> [ABOUT THIS EXERCISE]
Exactly as written, output each of the lines below, with no images.

Start of DATA

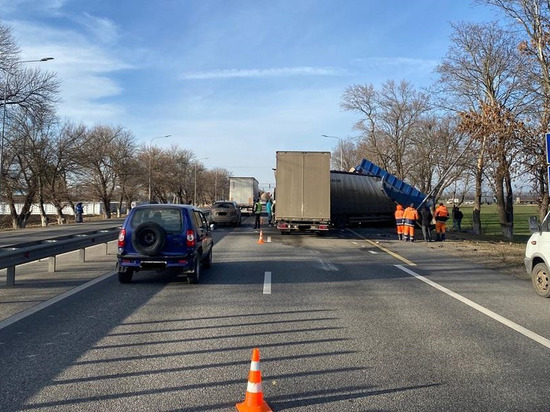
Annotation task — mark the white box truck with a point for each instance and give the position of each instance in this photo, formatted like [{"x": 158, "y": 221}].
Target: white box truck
[
  {"x": 302, "y": 191},
  {"x": 537, "y": 255},
  {"x": 244, "y": 190}
]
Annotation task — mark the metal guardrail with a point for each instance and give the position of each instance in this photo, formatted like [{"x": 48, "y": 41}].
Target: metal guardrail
[{"x": 15, "y": 255}]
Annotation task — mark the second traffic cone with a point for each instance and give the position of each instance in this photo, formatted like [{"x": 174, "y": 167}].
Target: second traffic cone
[{"x": 254, "y": 398}]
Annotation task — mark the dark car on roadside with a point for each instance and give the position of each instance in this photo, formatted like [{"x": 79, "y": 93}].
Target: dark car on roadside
[
  {"x": 225, "y": 212},
  {"x": 164, "y": 236}
]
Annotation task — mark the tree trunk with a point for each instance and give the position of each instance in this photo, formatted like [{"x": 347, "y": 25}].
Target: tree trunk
[
  {"x": 43, "y": 215},
  {"x": 107, "y": 208},
  {"x": 61, "y": 220},
  {"x": 476, "y": 213}
]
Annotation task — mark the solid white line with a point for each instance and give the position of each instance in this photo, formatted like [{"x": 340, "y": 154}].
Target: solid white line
[
  {"x": 507, "y": 322},
  {"x": 267, "y": 283},
  {"x": 21, "y": 315}
]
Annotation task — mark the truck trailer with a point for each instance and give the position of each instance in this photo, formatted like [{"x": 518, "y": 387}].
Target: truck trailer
[
  {"x": 243, "y": 191},
  {"x": 357, "y": 199},
  {"x": 302, "y": 196}
]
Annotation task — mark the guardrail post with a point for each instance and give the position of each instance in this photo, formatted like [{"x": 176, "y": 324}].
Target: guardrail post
[
  {"x": 10, "y": 276},
  {"x": 51, "y": 264}
]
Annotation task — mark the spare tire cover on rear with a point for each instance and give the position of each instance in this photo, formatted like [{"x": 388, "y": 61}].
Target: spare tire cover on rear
[{"x": 148, "y": 238}]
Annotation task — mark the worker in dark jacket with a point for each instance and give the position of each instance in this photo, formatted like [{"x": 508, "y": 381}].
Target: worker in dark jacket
[
  {"x": 441, "y": 217},
  {"x": 257, "y": 213},
  {"x": 426, "y": 222},
  {"x": 410, "y": 216},
  {"x": 399, "y": 221}
]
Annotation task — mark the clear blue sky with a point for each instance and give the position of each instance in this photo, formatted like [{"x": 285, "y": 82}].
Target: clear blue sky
[{"x": 232, "y": 80}]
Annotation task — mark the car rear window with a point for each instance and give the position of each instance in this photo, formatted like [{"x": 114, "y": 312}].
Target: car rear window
[
  {"x": 170, "y": 219},
  {"x": 224, "y": 205}
]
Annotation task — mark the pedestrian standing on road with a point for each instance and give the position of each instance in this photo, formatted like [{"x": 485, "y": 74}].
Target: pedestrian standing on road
[
  {"x": 257, "y": 213},
  {"x": 441, "y": 216},
  {"x": 410, "y": 216},
  {"x": 457, "y": 219},
  {"x": 426, "y": 222},
  {"x": 78, "y": 212},
  {"x": 399, "y": 221},
  {"x": 268, "y": 209}
]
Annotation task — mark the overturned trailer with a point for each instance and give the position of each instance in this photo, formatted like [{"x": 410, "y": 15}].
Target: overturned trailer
[{"x": 357, "y": 199}]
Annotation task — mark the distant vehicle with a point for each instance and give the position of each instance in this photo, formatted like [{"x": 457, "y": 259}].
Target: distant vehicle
[
  {"x": 162, "y": 236},
  {"x": 225, "y": 213},
  {"x": 537, "y": 255},
  {"x": 302, "y": 196},
  {"x": 243, "y": 191}
]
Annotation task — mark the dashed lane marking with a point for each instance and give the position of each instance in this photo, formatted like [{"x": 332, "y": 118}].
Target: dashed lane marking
[
  {"x": 267, "y": 283},
  {"x": 507, "y": 322}
]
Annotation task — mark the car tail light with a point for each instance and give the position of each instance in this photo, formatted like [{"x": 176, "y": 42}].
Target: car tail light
[
  {"x": 122, "y": 238},
  {"x": 190, "y": 238}
]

End of DATA

> [ANSWER SPACE]
Annotation task — mark the white box truck with a point for each instance and give the position of each instance in this photo, formatted like [{"x": 158, "y": 221}].
Target: white box truck
[
  {"x": 302, "y": 191},
  {"x": 537, "y": 255},
  {"x": 244, "y": 190}
]
Annotation task — mark the metal guardrail with a point for each instance and give the position of each instance in this photo, formatted like [{"x": 48, "y": 41}].
Target: metal guardrail
[{"x": 15, "y": 255}]
Annotation task — mark the second traffic cone with a point for each instance and give the position of each instance in this photo, formatted like [{"x": 174, "y": 167}].
Target: second traffic cone
[{"x": 254, "y": 398}]
Annotation task — mark the dark car on roadside with a point for each instance and give the position of each instance in this photo, formatted like [{"x": 79, "y": 93}].
Target: dark car on roadside
[
  {"x": 225, "y": 212},
  {"x": 164, "y": 236}
]
Annotation task — mark the tree trunk with a point for each instance and give the position of each instance in this photo, formatted like [{"x": 347, "y": 25}].
Target: tree trunk
[
  {"x": 43, "y": 215},
  {"x": 107, "y": 208},
  {"x": 61, "y": 220},
  {"x": 476, "y": 213}
]
Annotation task — mark the solid white line with a point for each instance and give the position of each instance in this photo, formatted like [{"x": 340, "y": 154}].
Target: solid white line
[
  {"x": 507, "y": 322},
  {"x": 267, "y": 283},
  {"x": 21, "y": 315}
]
Annotation task — mark the truck trailer with a point for each instance and give the position of each instance in this photo, formatted like [{"x": 518, "y": 387}].
Target: truck trailer
[
  {"x": 243, "y": 191},
  {"x": 357, "y": 199},
  {"x": 302, "y": 196}
]
Annotation task — mark the guardrail post with a point for each instance and give the position of each instance in this photo, formatted like [{"x": 176, "y": 324}].
Target: guardrail post
[
  {"x": 10, "y": 276},
  {"x": 51, "y": 264}
]
Annotation task — mark the spare tire cover on rear with a point for each instance and give the position of each instance in this photo, formatted like [{"x": 388, "y": 61}].
Target: spare tire cover on rear
[{"x": 148, "y": 238}]
Annotation task — mark the worker in dark jacket with a point for each instance and give the position of each instance in this photo, formatted like [{"x": 508, "y": 381}].
Target: worker in dark jacket
[
  {"x": 441, "y": 217},
  {"x": 257, "y": 213},
  {"x": 426, "y": 222},
  {"x": 410, "y": 216},
  {"x": 399, "y": 221}
]
Annotation task — mark the clear blue sky with a point for each instance and give the position of each instance in this photo, formatted like [{"x": 285, "y": 82}].
Target: clear blue sky
[{"x": 232, "y": 80}]
Annotation task — mark the car rear window with a point for each instance and give the position of each instance in this photo, formatted like [{"x": 114, "y": 312}].
Target: car rear window
[
  {"x": 170, "y": 219},
  {"x": 224, "y": 205}
]
Annotation task — mark the pedestrian standing on road with a point for each instance and give the position of each instance in this photo, formatted like [{"x": 485, "y": 74}].
Target: pedestrian standing on road
[
  {"x": 257, "y": 213},
  {"x": 441, "y": 216},
  {"x": 410, "y": 216},
  {"x": 457, "y": 219},
  {"x": 426, "y": 222},
  {"x": 78, "y": 212},
  {"x": 399, "y": 221},
  {"x": 268, "y": 209}
]
Annotation task — mark the overturned trailer with a point for each instance and give the position of each instance in this photo, formatted like [{"x": 410, "y": 15}].
Target: overturned trailer
[{"x": 357, "y": 199}]
Annotation task — mark the distant vehicle with a point for each instance and give the position of each instance in this photo, formatted like [{"x": 457, "y": 259}].
Target: distant vehicle
[
  {"x": 162, "y": 236},
  {"x": 225, "y": 213},
  {"x": 537, "y": 255},
  {"x": 302, "y": 196},
  {"x": 243, "y": 191}
]
Annotation task — mark the dashed lane marking with a point for each instance and give the position of each instance in this photo, formatted like [{"x": 332, "y": 118}].
Target: dashed lane marking
[
  {"x": 267, "y": 283},
  {"x": 507, "y": 322}
]
Annotation task — mark the car tail light with a point for each instance and give the position of each instance in this photo, formatted like [{"x": 176, "y": 42}].
Target: car tail light
[
  {"x": 122, "y": 238},
  {"x": 190, "y": 238}
]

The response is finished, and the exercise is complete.